(Rows from a dataset)
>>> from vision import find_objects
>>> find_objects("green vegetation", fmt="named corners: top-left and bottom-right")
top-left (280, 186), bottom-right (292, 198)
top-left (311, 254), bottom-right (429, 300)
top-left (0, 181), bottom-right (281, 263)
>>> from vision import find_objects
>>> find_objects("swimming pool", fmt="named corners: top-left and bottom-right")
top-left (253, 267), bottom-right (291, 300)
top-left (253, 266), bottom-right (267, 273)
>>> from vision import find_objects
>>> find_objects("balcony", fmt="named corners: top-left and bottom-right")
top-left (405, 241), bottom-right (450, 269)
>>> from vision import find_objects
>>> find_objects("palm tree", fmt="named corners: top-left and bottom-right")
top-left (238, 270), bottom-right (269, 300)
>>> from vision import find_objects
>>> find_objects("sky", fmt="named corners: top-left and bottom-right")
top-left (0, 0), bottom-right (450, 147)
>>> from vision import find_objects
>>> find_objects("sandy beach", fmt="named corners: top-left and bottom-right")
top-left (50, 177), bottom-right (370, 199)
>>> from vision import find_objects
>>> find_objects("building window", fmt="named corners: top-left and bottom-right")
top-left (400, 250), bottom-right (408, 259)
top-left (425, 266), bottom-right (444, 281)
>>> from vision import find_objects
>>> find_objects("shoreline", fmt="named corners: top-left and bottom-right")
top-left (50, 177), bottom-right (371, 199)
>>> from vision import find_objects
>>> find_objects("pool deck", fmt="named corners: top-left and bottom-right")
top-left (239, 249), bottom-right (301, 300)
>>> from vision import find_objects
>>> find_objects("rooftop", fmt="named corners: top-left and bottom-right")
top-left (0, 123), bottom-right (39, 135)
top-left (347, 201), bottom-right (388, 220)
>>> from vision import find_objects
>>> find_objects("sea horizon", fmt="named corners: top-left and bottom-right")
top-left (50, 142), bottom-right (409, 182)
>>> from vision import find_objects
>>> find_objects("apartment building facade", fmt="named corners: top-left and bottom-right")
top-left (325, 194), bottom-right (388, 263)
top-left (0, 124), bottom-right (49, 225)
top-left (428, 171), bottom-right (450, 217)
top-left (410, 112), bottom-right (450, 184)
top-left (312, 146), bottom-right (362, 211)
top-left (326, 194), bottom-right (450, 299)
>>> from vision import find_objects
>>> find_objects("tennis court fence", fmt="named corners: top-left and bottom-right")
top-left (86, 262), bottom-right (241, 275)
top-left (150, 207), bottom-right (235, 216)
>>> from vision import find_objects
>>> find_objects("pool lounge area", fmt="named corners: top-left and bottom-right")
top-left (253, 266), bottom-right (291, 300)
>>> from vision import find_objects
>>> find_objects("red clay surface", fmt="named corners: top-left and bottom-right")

**Required task**
Format every row above as a numbered list, leaving out blank lines.

**The completed task**
1. >>> from vision import find_objects
2. >>> find_objects("green vegetation", fmt="named corners: top-left and bottom-right")
3. top-left (280, 186), bottom-right (292, 198)
4. top-left (311, 254), bottom-right (429, 300)
5. top-left (0, 181), bottom-right (281, 263)
6. >>> from vision import find_objects
7. >>> find_objects("swimming pool", fmt="named corners: top-left and bottom-right")
8. top-left (253, 267), bottom-right (291, 300)
9. top-left (253, 266), bottom-right (267, 273)
10. >>> from vision import find_objects
11. >>> find_objects("balcony", fmt="named corners: top-left and bottom-right")
12. top-left (405, 241), bottom-right (450, 269)
13. >>> from vision import find_objects
14. >>> find_objects("palm tree", fmt="named corners: top-left and bottom-right")
15. top-left (238, 270), bottom-right (269, 300)
16. >>> from vision import find_objects
17. >>> find_objects("sky", fmt="named corners: top-left and bottom-right")
18. top-left (0, 0), bottom-right (450, 147)
19. >>> from vision import find_objects
20. >>> find_objects("sandy beach", fmt="named corners: top-left and bottom-right")
21. top-left (50, 177), bottom-right (370, 199)
22. >>> from vision import find_objects
23. >>> find_objects("building window", fmt="named corners: top-left and bottom-right")
24. top-left (400, 250), bottom-right (408, 259)
25. top-left (425, 266), bottom-right (444, 281)
26. >>> from vision import find_objects
27. >>> find_objects("shoreline", fmt="named corners: top-left and bottom-right")
28. top-left (50, 177), bottom-right (371, 199)
29. >>> from vision import find_objects
30. >>> find_objects("pool deck", fmt="named corners: top-left and bottom-right")
31. top-left (239, 249), bottom-right (301, 300)
32. >>> from vision import find_objects
33. >>> find_objects("rooftop", fmt="named corners: top-left and bottom-right")
34. top-left (0, 123), bottom-right (39, 135)
35. top-left (347, 201), bottom-right (388, 220)
36. >>> from vision import find_objects
37. >>> find_objects("sea horizon", fmt="named corners: top-left and bottom-right")
38. top-left (50, 142), bottom-right (409, 182)
39. >>> from vision import find_objects
40. >>> find_objects("apartment building facade", fmt="named corners: top-left and bottom-right")
41. top-left (325, 194), bottom-right (388, 263)
42. top-left (0, 124), bottom-right (49, 225)
43. top-left (428, 171), bottom-right (450, 217)
44. top-left (410, 112), bottom-right (450, 184)
45. top-left (312, 146), bottom-right (362, 211)
46. top-left (326, 194), bottom-right (450, 299)
47. >>> from vision import find_objects
48. >>> find_objects("tennis court fence", fmt="named corners: top-left and bottom-right")
49. top-left (86, 262), bottom-right (241, 275)
50. top-left (150, 207), bottom-right (235, 216)
51. >>> from vision import find_objects
52. >>> find_objects("pool lounge area", fmt="named corners: top-left and bottom-right")
53. top-left (253, 266), bottom-right (291, 300)
54. >>> from vision import find_objects
55. >>> find_objects("red clay surface", fmt="named corners: top-left and bottom-right")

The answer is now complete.